** start ROWS **

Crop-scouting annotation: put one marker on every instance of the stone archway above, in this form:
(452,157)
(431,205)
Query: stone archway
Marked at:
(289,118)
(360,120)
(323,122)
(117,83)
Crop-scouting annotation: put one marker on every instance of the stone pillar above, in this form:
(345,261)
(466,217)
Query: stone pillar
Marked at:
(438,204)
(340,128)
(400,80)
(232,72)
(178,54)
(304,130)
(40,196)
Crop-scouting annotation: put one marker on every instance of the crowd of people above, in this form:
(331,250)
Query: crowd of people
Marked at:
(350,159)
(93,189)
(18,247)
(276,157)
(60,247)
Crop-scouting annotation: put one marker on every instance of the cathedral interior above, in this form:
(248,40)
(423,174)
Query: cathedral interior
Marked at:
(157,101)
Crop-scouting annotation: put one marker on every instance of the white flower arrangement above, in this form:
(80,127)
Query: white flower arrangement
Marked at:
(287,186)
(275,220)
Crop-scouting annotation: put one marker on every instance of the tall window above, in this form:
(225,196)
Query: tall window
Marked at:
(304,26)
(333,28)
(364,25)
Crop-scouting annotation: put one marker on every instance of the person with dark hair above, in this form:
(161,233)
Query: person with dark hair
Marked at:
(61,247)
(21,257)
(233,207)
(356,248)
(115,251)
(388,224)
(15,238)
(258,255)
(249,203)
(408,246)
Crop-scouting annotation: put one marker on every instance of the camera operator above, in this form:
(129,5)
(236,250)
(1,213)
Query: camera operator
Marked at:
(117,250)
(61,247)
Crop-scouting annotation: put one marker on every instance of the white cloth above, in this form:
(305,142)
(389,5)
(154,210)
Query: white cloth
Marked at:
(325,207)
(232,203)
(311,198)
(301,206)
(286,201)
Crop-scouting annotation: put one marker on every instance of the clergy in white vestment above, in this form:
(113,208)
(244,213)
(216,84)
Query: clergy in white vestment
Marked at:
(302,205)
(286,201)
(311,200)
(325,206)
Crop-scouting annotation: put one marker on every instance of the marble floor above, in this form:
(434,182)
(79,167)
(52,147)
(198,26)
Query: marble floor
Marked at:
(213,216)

** end ROWS **

» INSTRUCTIONS TO FOLLOW: Render every line of the listing above as a JSON array of strings, one string per line, leaving out blank lines.

» SOLUTION TO THIS PROBLEM:
[
  "Crop-scouting annotation: put one marker on every instance of the stone archway above, in this form:",
  "(452,157)",
  "(431,205)",
  "Query: stone archway",
  "Marked at:",
  "(289,118)",
  "(360,120)",
  "(323,122)",
  "(117,83)",
  "Crop-scouting annotation: put one marker on every instance of the stone pillar above, in this form:",
  "(345,261)",
  "(466,217)",
  "Query: stone pillar",
  "Marked at:",
  "(438,204)",
  "(340,128)",
  "(400,80)",
  "(232,72)",
  "(178,54)",
  "(304,130)",
  "(40,196)",
  "Crop-scouting annotation: put one marker on every instance of the crowd of people above, in this form:",
  "(331,250)",
  "Query: crowd of people",
  "Marked at:",
  "(350,159)",
  "(93,189)",
  "(18,247)",
  "(276,157)",
  "(60,247)",
  "Crop-scouting annotation: put one marker on every instance of the cathedral interior above, in this form:",
  "(248,40)",
  "(423,174)",
  "Query: cathedral interior",
  "Marked at:",
  "(157,101)",
  "Crop-scouting annotation: put one marker on every instance of the white flower arrangement above, in this form:",
  "(80,127)",
  "Query: white flower arrangement",
  "Marked at:",
  "(287,186)",
  "(275,220)",
  "Crop-scouting annotation: put one marker on every instance of the tall window above, in this form:",
  "(225,196)",
  "Query: tall window",
  "Marked at:",
  "(304,26)",
  "(333,28)",
  "(364,25)",
  "Crop-scouting annotation: put one marker on every instance of the person with dark hair above, in this form:",
  "(161,233)",
  "Query: person with dark hair",
  "Marked at:",
  "(61,247)",
  "(21,257)",
  "(233,207)",
  "(356,248)",
  "(115,251)",
  "(388,224)",
  "(15,238)",
  "(258,255)",
  "(249,203)",
  "(408,246)",
  "Crop-scouting annotation: put one marker on every instance of the camera operator above, in this form:",
  "(129,5)",
  "(236,250)",
  "(1,213)",
  "Query: camera operator",
  "Marked at:",
  "(117,250)",
  "(61,247)",
  "Crop-scouting annotation: put one marker on every instance of the white cloth above, in this form:",
  "(305,142)",
  "(389,5)",
  "(154,210)",
  "Query: white cloth",
  "Marked at:",
  "(325,207)",
  "(232,203)",
  "(311,198)",
  "(301,206)",
  "(286,201)",
  "Crop-scouting annotation: put one marker on every instance of the clergy in white vestment above, in this form:",
  "(113,208)",
  "(244,213)",
  "(216,84)",
  "Query: clergy in white vestment",
  "Marked at:",
  "(302,205)",
  "(286,201)",
  "(311,200)",
  "(325,206)",
  "Crop-scouting annotation: put one marker on every instance of the marble floor above, in this form:",
  "(434,182)",
  "(79,167)",
  "(52,147)",
  "(198,26)",
  "Query: marble floor",
  "Marked at:",
  "(213,216)"
]